Problem details
Rewrite every line of the data below as a numbered list, skipping any blank lines.

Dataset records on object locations
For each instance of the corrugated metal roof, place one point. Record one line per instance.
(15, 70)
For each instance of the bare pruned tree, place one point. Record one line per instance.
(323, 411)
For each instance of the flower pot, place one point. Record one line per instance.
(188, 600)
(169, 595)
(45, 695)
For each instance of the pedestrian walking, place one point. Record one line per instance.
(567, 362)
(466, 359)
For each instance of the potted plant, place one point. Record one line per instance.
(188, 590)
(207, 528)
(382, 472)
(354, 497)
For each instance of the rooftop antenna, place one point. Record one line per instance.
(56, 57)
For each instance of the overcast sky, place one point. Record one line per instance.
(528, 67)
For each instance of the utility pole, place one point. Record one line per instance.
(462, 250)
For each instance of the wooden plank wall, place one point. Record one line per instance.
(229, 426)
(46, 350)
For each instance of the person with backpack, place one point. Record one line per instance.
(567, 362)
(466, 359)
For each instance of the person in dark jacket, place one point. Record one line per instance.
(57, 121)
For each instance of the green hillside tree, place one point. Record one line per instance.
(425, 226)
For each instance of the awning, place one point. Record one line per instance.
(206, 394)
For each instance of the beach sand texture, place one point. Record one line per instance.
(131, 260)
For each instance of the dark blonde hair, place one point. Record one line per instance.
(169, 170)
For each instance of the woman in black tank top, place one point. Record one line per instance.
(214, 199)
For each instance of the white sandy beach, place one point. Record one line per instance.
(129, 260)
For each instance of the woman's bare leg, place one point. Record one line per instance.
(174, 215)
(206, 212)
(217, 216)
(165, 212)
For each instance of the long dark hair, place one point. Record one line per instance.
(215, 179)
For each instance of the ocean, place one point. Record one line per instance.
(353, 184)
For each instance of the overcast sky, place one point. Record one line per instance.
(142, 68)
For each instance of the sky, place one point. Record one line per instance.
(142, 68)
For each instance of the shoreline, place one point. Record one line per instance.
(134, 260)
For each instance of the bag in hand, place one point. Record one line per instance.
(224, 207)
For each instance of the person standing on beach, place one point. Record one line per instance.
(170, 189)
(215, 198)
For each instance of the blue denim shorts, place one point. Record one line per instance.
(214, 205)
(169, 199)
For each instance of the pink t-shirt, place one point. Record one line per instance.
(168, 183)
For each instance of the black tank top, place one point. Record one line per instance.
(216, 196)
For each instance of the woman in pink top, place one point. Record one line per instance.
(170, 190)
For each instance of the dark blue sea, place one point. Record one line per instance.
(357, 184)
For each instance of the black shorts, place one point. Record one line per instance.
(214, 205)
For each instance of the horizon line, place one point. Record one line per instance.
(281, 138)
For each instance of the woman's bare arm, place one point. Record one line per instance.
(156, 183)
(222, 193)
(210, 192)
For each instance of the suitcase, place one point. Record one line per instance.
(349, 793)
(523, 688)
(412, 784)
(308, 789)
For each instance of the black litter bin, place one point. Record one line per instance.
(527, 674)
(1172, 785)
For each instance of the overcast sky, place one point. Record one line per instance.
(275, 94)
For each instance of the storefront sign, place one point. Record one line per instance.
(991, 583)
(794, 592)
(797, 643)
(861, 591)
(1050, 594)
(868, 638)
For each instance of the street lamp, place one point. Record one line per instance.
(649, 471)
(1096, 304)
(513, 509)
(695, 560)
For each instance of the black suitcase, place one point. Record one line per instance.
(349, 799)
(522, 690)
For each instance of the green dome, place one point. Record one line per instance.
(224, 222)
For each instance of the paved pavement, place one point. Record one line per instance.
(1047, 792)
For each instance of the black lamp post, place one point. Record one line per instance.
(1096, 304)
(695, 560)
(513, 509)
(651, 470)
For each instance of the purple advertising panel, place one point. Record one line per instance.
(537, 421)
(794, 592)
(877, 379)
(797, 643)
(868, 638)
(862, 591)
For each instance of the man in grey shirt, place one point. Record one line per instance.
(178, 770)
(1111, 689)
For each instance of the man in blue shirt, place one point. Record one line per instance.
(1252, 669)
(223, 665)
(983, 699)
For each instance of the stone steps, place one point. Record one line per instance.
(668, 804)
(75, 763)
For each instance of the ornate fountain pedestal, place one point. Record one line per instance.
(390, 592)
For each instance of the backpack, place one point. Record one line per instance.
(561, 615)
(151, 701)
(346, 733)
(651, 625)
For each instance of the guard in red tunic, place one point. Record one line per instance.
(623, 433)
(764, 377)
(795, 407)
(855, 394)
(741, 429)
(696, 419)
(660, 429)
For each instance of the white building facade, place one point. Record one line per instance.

Solution to the exercise
1. For each instance of the corrugated metal roof, place one point. Record one line per instance.
2. (15, 70)
3. For each instance of the bare pruned tree, place one point. Record one line per instance.
4. (323, 411)
5. For each instance of the flower pot, place one point. Record one line per instance.
6. (188, 600)
7. (169, 595)
8. (45, 695)
9. For each instance of the pedestrian walking, place one point. Record one line per instance.
10. (567, 362)
11. (466, 359)
12. For each instance of the potted plant, place one point. Record one line per instance.
13. (188, 590)
14. (207, 528)
15. (382, 472)
16. (354, 497)
17. For each instance of the rooftop antenna, place one point. Record one line per instance.
18. (56, 57)
19. For each instance of the overcast sky, place one point. Record one line per instance.
20. (528, 67)
21. For each instance of the utility pole, place one point. Record one line per instance.
22. (462, 250)
23. For each instance of the wooden plank wall, place one point. Record one line per instance.
24. (229, 426)
25. (46, 350)
26. For each instance of the person with backpack, place one point. Record one line per instance.
27. (567, 362)
28. (466, 359)
29. For each instance of the person in dark jacket, place one point. Record one line per instance.
30. (57, 121)
31. For each instance of the green hillside tree, place one point. Record one line per instance.
32. (425, 226)
33. For each instance of the awning, place one point. Record one line per instance.
34. (206, 394)
35. For each instance of the beach sand texture, place one point. Record one line per instance.
36. (131, 260)
37. For each instance of the dark blonde hair, place one point. Record one line per instance.
38. (169, 170)
39. For each instance of the woman in black tank top, place one point. Record one line per instance.
40. (214, 199)
41. For each instance of the white sandy beach, place one point. Record one line per instance.
42. (129, 260)
43. For each instance of the woman's bare leg, place one point. Record one line per instance.
44. (174, 215)
45. (206, 212)
46. (217, 216)
47. (165, 212)
48. For each instance of the long dark hair, place one point. Record one line per instance.
49. (215, 179)
50. For each instance of the ocean, place one point. Record one line per instance.
51. (353, 184)
52. For each instance of the overcast sky, place one point. Record one line per instance.
53. (142, 68)
54. For each instance of the sky, place one point. Record one line per instance.
55. (142, 68)
56. For each instance of the shoreline, place one point. Record one line per instance.
57. (134, 260)
58. For each instance of the bag in hand, place one point. Record one line per instance.
59. (224, 207)
60. For each instance of the person standing on beach, place one point. Record one line per instance.
61. (170, 189)
62. (215, 198)
63. For each instance of the blue denim shorts, place one point. Record one line per instance.
64. (214, 205)
65. (169, 199)
66. For each instance of the pink t-shirt, place one point. Record one line per instance.
67. (168, 183)
68. For each instance of the black tank top, place one point. Record one line per instance.
69. (216, 196)
70. For each instance of the woman in pink top, place one point. Record one line per instance.
71. (170, 190)
72. For each instance of the dark blue sea, place one point. Record one line per instance.
73. (357, 184)
74. For each instance of the black shorts, place one point. Record one line per instance.
75. (214, 205)
76. For each instance of the horizon line, place one point. Record one line per instance.
77. (281, 138)
78. For each instance of the woman's bare arm, place one point. Record one line per instance.
79. (156, 183)
80. (222, 193)
81. (210, 192)
82. For each instance of the suitcase, place one point. Record one line per instance.
83. (349, 793)
84. (523, 688)
85. (412, 784)
86. (308, 789)
87. For each instance of the black litter bin, place one point. Record one line per instance.
88. (527, 674)
89. (1172, 785)
90. For each instance of the overcast sky, place one point. Record one line per instance.
91. (275, 94)
92. For each instance of the storefront sign, place one point. Record one line per instance.
93. (991, 583)
94. (794, 592)
95. (797, 643)
96. (861, 591)
97. (1050, 594)
98. (868, 638)
99. For each instance of the street lamp, place one point. Record one line per instance.
100. (649, 471)
101. (1096, 304)
102. (513, 509)
103. (695, 560)
104. For each instance of the black suitcase, place one point. Record one line per instance.
105. (349, 799)
106. (522, 690)
107. For each instance of the green dome, place one point. Record one line per instance.
108. (224, 222)
109. For each instance of the paved pavement, place one point. Record one line per instance.
110. (1047, 792)
111. For each instance of the black lamp post, place one point. Record one line per instance.
112. (1096, 304)
113. (695, 560)
114. (513, 509)
115. (651, 470)
116. For each instance of the purple advertising panel, place one point. Record one line per instance.
117. (537, 421)
118. (794, 592)
119. (877, 379)
120. (797, 643)
121. (868, 638)
122. (862, 591)
123. For each instance of the man in grey shirt, place one point. Record one line per instance.
124. (178, 770)
125. (1111, 689)
126. For each instance of the man in blue shirt, place one point. Record one line per instance.
127. (1252, 669)
128. (223, 665)
129. (983, 699)
130. For each instance of the stone steps, place one point. Record one line per instance.
131. (668, 804)
132. (75, 763)
133. For each instance of the ornate fountain pedestal, place one point. Record one line per instance.
134. (390, 592)
135. For each instance of the backpack, place one point. Record one line per instance.
136. (561, 615)
137. (151, 701)
138. (346, 733)
139. (651, 625)
140. For each instance of the guard in red tunic, place one point. Record one line per instance.
141. (623, 433)
142. (764, 377)
143. (795, 407)
144. (855, 394)
145. (741, 429)
146. (696, 419)
147. (660, 429)
148. For each instance of the white building facade, place one point. Record one line per instance.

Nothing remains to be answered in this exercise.